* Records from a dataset
====

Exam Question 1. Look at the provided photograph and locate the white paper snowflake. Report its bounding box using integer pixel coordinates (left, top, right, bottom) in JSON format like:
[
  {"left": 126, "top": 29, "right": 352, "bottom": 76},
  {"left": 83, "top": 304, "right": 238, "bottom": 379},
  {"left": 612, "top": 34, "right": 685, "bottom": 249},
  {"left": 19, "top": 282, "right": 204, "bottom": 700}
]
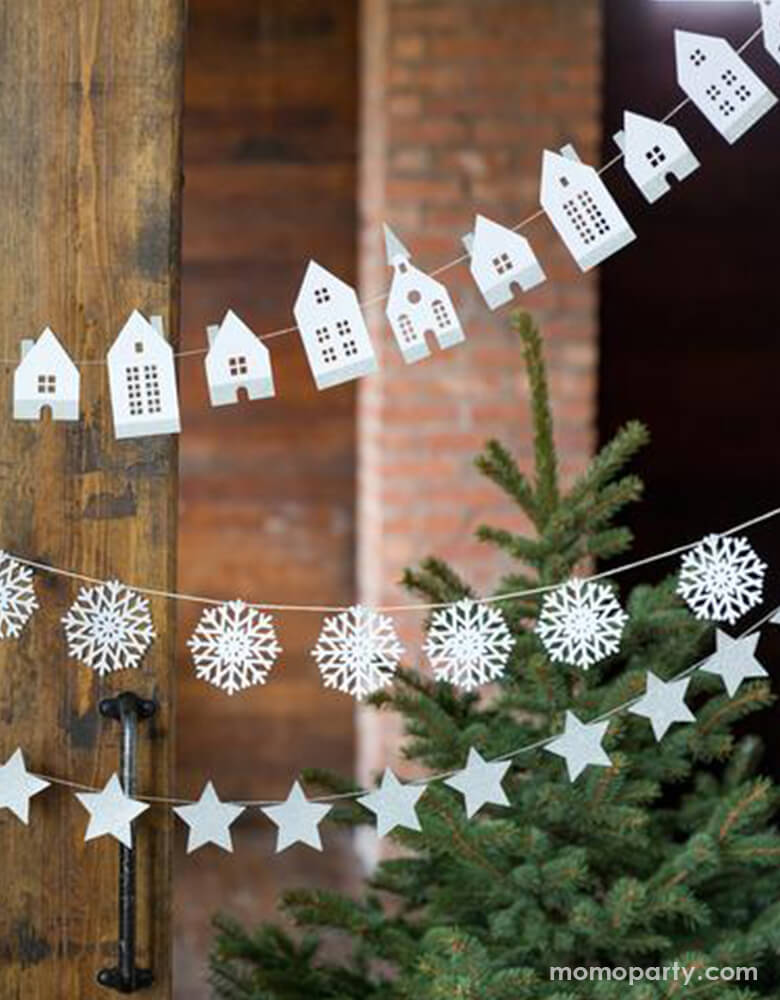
[
  {"left": 312, "top": 604, "right": 404, "bottom": 699},
  {"left": 677, "top": 535, "right": 766, "bottom": 625},
  {"left": 187, "top": 601, "right": 282, "bottom": 694},
  {"left": 0, "top": 552, "right": 38, "bottom": 639},
  {"left": 536, "top": 580, "right": 628, "bottom": 670},
  {"left": 62, "top": 580, "right": 155, "bottom": 677},
  {"left": 423, "top": 600, "right": 515, "bottom": 691}
]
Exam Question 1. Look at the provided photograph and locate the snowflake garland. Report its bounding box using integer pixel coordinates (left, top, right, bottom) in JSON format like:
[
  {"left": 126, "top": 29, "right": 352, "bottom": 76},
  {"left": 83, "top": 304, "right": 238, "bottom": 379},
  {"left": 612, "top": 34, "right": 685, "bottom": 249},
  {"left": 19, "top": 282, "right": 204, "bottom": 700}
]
[
  {"left": 536, "top": 580, "right": 628, "bottom": 670},
  {"left": 312, "top": 604, "right": 404, "bottom": 700},
  {"left": 62, "top": 580, "right": 155, "bottom": 677},
  {"left": 423, "top": 599, "right": 515, "bottom": 691},
  {"left": 677, "top": 535, "right": 766, "bottom": 625},
  {"left": 187, "top": 601, "right": 282, "bottom": 694},
  {"left": 0, "top": 551, "right": 38, "bottom": 639}
]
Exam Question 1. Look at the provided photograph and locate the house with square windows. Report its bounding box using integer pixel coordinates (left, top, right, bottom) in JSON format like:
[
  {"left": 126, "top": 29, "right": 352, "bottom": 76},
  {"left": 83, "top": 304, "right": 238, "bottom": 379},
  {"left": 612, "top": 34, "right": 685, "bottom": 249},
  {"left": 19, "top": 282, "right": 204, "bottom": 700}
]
[
  {"left": 293, "top": 260, "right": 377, "bottom": 389},
  {"left": 674, "top": 31, "right": 777, "bottom": 143},
  {"left": 758, "top": 0, "right": 780, "bottom": 63},
  {"left": 14, "top": 326, "right": 81, "bottom": 420},
  {"left": 614, "top": 111, "right": 699, "bottom": 204},
  {"left": 384, "top": 226, "right": 466, "bottom": 364},
  {"left": 463, "top": 215, "right": 546, "bottom": 309},
  {"left": 107, "top": 310, "right": 181, "bottom": 439},
  {"left": 541, "top": 146, "right": 636, "bottom": 271},
  {"left": 205, "top": 309, "right": 274, "bottom": 406}
]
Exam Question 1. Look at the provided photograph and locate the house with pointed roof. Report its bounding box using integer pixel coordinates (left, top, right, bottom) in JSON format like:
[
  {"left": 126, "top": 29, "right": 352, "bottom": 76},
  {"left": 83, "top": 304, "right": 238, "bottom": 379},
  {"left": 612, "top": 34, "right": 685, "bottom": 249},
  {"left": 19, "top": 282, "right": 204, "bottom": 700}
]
[
  {"left": 614, "top": 111, "right": 699, "bottom": 204},
  {"left": 541, "top": 145, "right": 636, "bottom": 271},
  {"left": 13, "top": 326, "right": 81, "bottom": 420},
  {"left": 384, "top": 225, "right": 466, "bottom": 364},
  {"left": 463, "top": 215, "right": 546, "bottom": 309},
  {"left": 293, "top": 260, "right": 377, "bottom": 389},
  {"left": 674, "top": 31, "right": 777, "bottom": 143},
  {"left": 205, "top": 309, "right": 274, "bottom": 406},
  {"left": 107, "top": 309, "right": 181, "bottom": 439}
]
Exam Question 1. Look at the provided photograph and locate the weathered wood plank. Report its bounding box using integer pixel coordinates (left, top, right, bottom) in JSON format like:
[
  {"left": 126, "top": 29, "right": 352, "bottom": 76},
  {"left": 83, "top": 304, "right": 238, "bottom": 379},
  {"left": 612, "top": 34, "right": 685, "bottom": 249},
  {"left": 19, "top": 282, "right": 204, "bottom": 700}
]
[{"left": 0, "top": 0, "right": 184, "bottom": 1000}]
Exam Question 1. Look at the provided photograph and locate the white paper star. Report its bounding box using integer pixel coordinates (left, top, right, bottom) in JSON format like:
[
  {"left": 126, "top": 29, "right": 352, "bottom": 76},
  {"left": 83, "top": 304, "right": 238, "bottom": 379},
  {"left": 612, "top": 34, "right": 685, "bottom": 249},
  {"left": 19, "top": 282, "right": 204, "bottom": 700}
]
[
  {"left": 76, "top": 774, "right": 149, "bottom": 847},
  {"left": 0, "top": 749, "right": 49, "bottom": 824},
  {"left": 173, "top": 781, "right": 244, "bottom": 854},
  {"left": 263, "top": 781, "right": 332, "bottom": 854},
  {"left": 544, "top": 712, "right": 612, "bottom": 781},
  {"left": 629, "top": 670, "right": 696, "bottom": 740},
  {"left": 444, "top": 747, "right": 511, "bottom": 819},
  {"left": 358, "top": 767, "right": 425, "bottom": 837},
  {"left": 700, "top": 629, "right": 769, "bottom": 698}
]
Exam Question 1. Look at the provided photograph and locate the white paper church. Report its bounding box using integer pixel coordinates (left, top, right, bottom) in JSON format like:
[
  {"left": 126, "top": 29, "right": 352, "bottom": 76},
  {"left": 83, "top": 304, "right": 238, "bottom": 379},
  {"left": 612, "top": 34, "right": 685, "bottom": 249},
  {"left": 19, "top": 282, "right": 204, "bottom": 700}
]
[
  {"left": 107, "top": 310, "right": 181, "bottom": 439},
  {"left": 674, "top": 31, "right": 777, "bottom": 143},
  {"left": 14, "top": 326, "right": 81, "bottom": 420},
  {"left": 541, "top": 145, "right": 636, "bottom": 271},
  {"left": 293, "top": 260, "right": 377, "bottom": 389},
  {"left": 384, "top": 225, "right": 466, "bottom": 364},
  {"left": 615, "top": 111, "right": 699, "bottom": 204},
  {"left": 463, "top": 215, "right": 546, "bottom": 309},
  {"left": 205, "top": 309, "right": 274, "bottom": 406}
]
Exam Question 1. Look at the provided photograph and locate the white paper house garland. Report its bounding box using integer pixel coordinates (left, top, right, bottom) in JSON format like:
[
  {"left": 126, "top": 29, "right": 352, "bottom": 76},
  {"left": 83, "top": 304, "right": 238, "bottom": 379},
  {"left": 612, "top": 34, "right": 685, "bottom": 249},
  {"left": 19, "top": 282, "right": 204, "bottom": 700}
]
[{"left": 14, "top": 326, "right": 81, "bottom": 420}]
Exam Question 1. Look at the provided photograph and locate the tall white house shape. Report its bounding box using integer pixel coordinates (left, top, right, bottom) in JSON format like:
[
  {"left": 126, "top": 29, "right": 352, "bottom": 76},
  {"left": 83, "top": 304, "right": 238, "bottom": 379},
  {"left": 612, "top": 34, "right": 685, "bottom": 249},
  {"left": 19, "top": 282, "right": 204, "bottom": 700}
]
[
  {"left": 14, "top": 326, "right": 81, "bottom": 420},
  {"left": 756, "top": 0, "right": 780, "bottom": 63},
  {"left": 541, "top": 146, "right": 636, "bottom": 271},
  {"left": 205, "top": 309, "right": 274, "bottom": 406},
  {"left": 385, "top": 226, "right": 466, "bottom": 365},
  {"left": 615, "top": 111, "right": 699, "bottom": 204},
  {"left": 463, "top": 215, "right": 546, "bottom": 309},
  {"left": 293, "top": 260, "right": 377, "bottom": 389},
  {"left": 107, "top": 310, "right": 181, "bottom": 439},
  {"left": 674, "top": 31, "right": 777, "bottom": 143}
]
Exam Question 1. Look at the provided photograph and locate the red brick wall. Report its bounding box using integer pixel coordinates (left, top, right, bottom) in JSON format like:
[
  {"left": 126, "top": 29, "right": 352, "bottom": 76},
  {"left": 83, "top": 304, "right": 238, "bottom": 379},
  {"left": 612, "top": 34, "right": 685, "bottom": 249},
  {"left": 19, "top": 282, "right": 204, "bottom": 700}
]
[{"left": 358, "top": 0, "right": 601, "bottom": 776}]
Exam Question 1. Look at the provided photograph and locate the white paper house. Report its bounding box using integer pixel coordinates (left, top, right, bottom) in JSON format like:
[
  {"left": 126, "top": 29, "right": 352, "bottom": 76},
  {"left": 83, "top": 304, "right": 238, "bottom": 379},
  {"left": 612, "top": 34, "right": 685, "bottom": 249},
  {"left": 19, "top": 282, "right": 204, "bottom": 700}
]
[
  {"left": 756, "top": 0, "right": 780, "bottom": 63},
  {"left": 293, "top": 260, "right": 377, "bottom": 389},
  {"left": 541, "top": 146, "right": 636, "bottom": 271},
  {"left": 205, "top": 309, "right": 274, "bottom": 406},
  {"left": 674, "top": 31, "right": 777, "bottom": 143},
  {"left": 14, "top": 326, "right": 81, "bottom": 420},
  {"left": 107, "top": 310, "right": 181, "bottom": 438},
  {"left": 615, "top": 111, "right": 699, "bottom": 204},
  {"left": 463, "top": 215, "right": 546, "bottom": 309},
  {"left": 384, "top": 226, "right": 466, "bottom": 365}
]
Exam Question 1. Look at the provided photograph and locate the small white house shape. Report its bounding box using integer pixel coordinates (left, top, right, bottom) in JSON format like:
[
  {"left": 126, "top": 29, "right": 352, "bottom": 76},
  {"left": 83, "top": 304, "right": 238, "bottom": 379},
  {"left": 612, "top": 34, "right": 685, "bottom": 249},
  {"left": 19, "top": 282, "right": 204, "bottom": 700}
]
[
  {"left": 756, "top": 0, "right": 780, "bottom": 63},
  {"left": 541, "top": 146, "right": 636, "bottom": 271},
  {"left": 674, "top": 31, "right": 777, "bottom": 143},
  {"left": 205, "top": 309, "right": 274, "bottom": 406},
  {"left": 463, "top": 215, "right": 546, "bottom": 309},
  {"left": 384, "top": 226, "right": 466, "bottom": 365},
  {"left": 293, "top": 260, "right": 377, "bottom": 389},
  {"left": 107, "top": 310, "right": 181, "bottom": 439},
  {"left": 14, "top": 326, "right": 81, "bottom": 420},
  {"left": 615, "top": 111, "right": 699, "bottom": 204}
]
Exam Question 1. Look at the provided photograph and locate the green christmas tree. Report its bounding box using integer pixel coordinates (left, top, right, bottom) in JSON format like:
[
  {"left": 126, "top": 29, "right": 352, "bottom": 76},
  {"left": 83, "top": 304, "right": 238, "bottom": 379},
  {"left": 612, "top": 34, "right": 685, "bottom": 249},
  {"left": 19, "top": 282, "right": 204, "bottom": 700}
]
[{"left": 207, "top": 315, "right": 780, "bottom": 1000}]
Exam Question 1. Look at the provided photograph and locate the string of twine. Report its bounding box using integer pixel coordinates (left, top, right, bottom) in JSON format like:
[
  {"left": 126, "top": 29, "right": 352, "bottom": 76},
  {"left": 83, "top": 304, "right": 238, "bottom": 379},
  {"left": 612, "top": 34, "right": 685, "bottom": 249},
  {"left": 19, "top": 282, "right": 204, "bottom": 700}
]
[
  {"left": 0, "top": 28, "right": 763, "bottom": 366},
  {"left": 9, "top": 507, "right": 780, "bottom": 614},
  {"left": 35, "top": 605, "right": 780, "bottom": 809}
]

====

* Exercise instructions
Locate each line above that contains the string "with", treating uppercase and lowercase as distinct, and copy every such line.

* Task answer
Exam Question 1. Look at the provided photograph and locate the house with square windows. Report its bounding box using integer pixel coordinates (left, top, right, bottom) in JSON format like:
Exam Question 1. Look at the provided photograph and locate the house with pointed roof. Report its bounding box using integer pixel coordinates (left, top, right, bottom) in JSON format like:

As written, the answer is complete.